§ **TEXTE À LIRE**:
Le citoyen Velloni, ci-dev. Maison de Marigny, rue Thomas-du-Museum […] ouvrira […] son nouveau Magasin au Jardin de l’Egalité, galerie de pierre […] on y trouvera journellement des assortimens complets de Glaces formées, et du Chocolat en tasse et à la livre. (Affiches de Paris, « Additions », « Annonces particulières », 7 germinal an II)

Vente […] d’une partie consid. de PORCELAINES neuves et de choix, de la Manufacture nationale de Sève […] Rue S. Honoré […] maison de Daguerre et Lignereux (Affiches de Paris, « Ventes de meubles et effets », 2 juillet 1793)

Jolis chapeaux de femme des plus à la mode, garnis de leurs plumes et de leurs rubans. A vendre […] à très-bon compte, à raison de 30 liv. la piece, au lieu de 50. […] chez le sr Fleury (Affiches de Paris, « Supplément », « Ventes de meubles et effets », 4 fructidor an II)

§ **JEU DE DONNÉES**:
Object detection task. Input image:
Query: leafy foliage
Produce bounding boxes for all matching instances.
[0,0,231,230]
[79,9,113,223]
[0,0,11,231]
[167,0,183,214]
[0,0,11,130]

§ **EXERCICE COURT 1**: Dans le texte à lire, à quel prix la pièce les chapeaux de femme vendus chez le sr Fleury sont-ils proposés ?
§ **EXERCICE COURT 2**: Recopiez le passage du texte à lire compris entre « Le citoyen Velloni, ci-dev. » et « 2 juillet 1793) », ces deux extrémités incluses.

§ **SOLUTION RÉDIGÉE 1**: 30 livres la pièce, au lieu de 50.

§ **SOLUTION RÉDIGÉE 2**:
Le citoyen Velloni, ci-dev. Maison de Marigny, rue Thomas-du-Museum […] ouvrira […] son nouveau Magasin au Jardin de l’Egalité, galerie de pierre […] on y trouvera journellement des assortimens complets de Glaces formées, et du Chocolat en tasse et à la livre. (Affiches de Paris, « Additions », « Annonces particulières », 7 germinal an II)

Vente […] d’une partie consid. de PORCELAINES neuves et de choix, de la Manufacture nationale de Sève […] Rue S. Honoré […] maison de Daguerre et Lignereux (Affiches de Paris, « Ventes de meubles et effets », 2 juillet 1793)